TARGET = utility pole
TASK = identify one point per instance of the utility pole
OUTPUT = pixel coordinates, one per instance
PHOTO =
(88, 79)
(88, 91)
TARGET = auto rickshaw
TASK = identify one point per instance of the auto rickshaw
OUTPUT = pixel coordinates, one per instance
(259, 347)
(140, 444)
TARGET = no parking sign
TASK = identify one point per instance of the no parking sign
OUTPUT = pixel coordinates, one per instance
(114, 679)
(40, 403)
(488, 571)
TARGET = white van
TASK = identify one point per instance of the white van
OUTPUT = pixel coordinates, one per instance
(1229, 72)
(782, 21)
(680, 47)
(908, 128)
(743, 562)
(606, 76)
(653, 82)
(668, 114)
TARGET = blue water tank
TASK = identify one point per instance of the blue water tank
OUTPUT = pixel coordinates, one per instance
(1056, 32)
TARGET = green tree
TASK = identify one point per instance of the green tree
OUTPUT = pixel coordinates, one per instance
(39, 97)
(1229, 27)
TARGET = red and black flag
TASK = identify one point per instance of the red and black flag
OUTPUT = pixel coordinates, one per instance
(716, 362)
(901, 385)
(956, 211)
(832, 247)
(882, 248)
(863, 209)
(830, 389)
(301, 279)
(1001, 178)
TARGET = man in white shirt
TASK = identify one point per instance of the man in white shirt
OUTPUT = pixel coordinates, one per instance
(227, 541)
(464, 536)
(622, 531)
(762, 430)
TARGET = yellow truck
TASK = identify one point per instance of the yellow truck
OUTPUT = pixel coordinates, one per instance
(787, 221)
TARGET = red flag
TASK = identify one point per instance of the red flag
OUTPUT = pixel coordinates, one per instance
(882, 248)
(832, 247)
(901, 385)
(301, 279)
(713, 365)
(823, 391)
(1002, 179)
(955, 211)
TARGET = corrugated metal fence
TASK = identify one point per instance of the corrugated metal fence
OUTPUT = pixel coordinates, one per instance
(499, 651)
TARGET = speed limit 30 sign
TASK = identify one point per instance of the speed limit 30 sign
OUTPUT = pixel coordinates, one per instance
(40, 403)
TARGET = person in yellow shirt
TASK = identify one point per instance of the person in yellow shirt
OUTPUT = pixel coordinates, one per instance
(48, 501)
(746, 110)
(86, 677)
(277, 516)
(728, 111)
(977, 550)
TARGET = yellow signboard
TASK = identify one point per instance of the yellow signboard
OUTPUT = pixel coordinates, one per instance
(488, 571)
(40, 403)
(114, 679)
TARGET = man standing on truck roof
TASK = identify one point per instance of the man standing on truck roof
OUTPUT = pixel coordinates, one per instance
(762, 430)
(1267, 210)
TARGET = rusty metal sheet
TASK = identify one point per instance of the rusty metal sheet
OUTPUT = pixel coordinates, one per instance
##########
- **Given problem**: Rewrite the rows above as a JSON list of strings, with one string for each line and no blank lines.

- **Complete output**:
[
  "TARGET = utility pole",
  "TASK = identify one point per instance of the utility pole",
  "OUTPUT = pixel coordinates, one per instance",
  "PHOTO =",
  "(88, 79)",
  "(88, 91)",
  "TARGET = auto rickshaw",
  "TASK = identify one point per instance of the auto rickshaw",
  "OUTPUT = pixel coordinates, one per instance",
  "(259, 347)",
  "(140, 444)",
  "TARGET = no parking sign",
  "TASK = identify one point per instance of the no parking sign",
  "OUTPUT = pixel coordinates, one per instance",
  "(114, 679)",
  "(40, 403)",
  "(488, 571)",
  "TARGET = white van",
  "TASK = identify one point per instance of the white van",
  "OUTPUT = pixel coordinates, one per instance",
  "(1229, 72)",
  "(782, 21)",
  "(680, 47)",
  "(908, 128)",
  "(743, 562)",
  "(606, 76)",
  "(653, 82)",
  "(668, 114)",
  "TARGET = blue water tank",
  "TASK = identify one point per instance of the blue water tank",
  "OUTPUT = pixel coordinates, one per instance",
  "(1056, 32)",
  "TARGET = green tree",
  "TASK = identify one point per instance of the green tree",
  "OUTPUT = pixel coordinates, one per instance",
  "(39, 97)",
  "(1229, 27)",
  "TARGET = red and black flag",
  "TASK = identify one point per instance of the red and black flag",
  "OUTPUT = pixel coordinates, one per instance",
  "(716, 362)",
  "(901, 385)",
  "(956, 211)",
  "(832, 247)",
  "(882, 248)",
  "(863, 209)",
  "(830, 389)",
  "(301, 279)",
  "(1001, 178)",
  "TARGET = man in white shirt",
  "TASK = identify one point per instance of the man in white shirt",
  "OUTPUT = pixel coordinates, one per instance",
  "(227, 541)",
  "(464, 536)",
  "(622, 531)",
  "(762, 430)",
  "TARGET = yellow truck",
  "TASK = identify one point per instance of the yellow truck",
  "OUTPUT = pixel coordinates, one per instance",
  "(787, 221)",
  "TARGET = red flag",
  "TASK = identify one point per instance of the red flag",
  "OUTPUT = pixel coordinates, one per instance",
  "(882, 248)",
  "(832, 247)",
  "(901, 385)",
  "(301, 279)",
  "(713, 365)",
  "(823, 391)",
  "(1002, 179)",
  "(955, 211)",
  "TARGET = corrugated metal fence",
  "TASK = identify one point per instance of the corrugated metal fence",
  "OUTPUT = pixel coordinates, one per instance",
  "(499, 651)",
  "TARGET = speed limit 30 sign",
  "TASK = identify one point per instance of the speed limit 30 sign",
  "OUTPUT = pixel coordinates, one per instance",
  "(40, 403)",
  "TARGET = person in yellow shirt",
  "TASK = identify one point per instance of the person in yellow shirt",
  "OUTPUT = pixel coordinates, one per instance",
  "(48, 501)",
  "(746, 110)",
  "(86, 677)",
  "(277, 516)",
  "(728, 111)",
  "(977, 550)",
  "TARGET = yellow signboard",
  "TASK = identify one point per instance of the yellow signboard",
  "OUTPUT = pixel coordinates, one per instance",
  "(488, 571)",
  "(40, 403)",
  "(114, 679)",
  "TARGET = man standing on truck roof",
  "TASK = identify one point per instance of the man standing on truck roof",
  "OUTPUT = pixel coordinates, one per instance",
  "(762, 430)",
  "(1267, 210)",
  "TARGET = rusty metal sheet",
  "TASK = identify one point per instance of the rusty metal sheet",
  "OUTPUT = pixel coordinates, one per instance"
]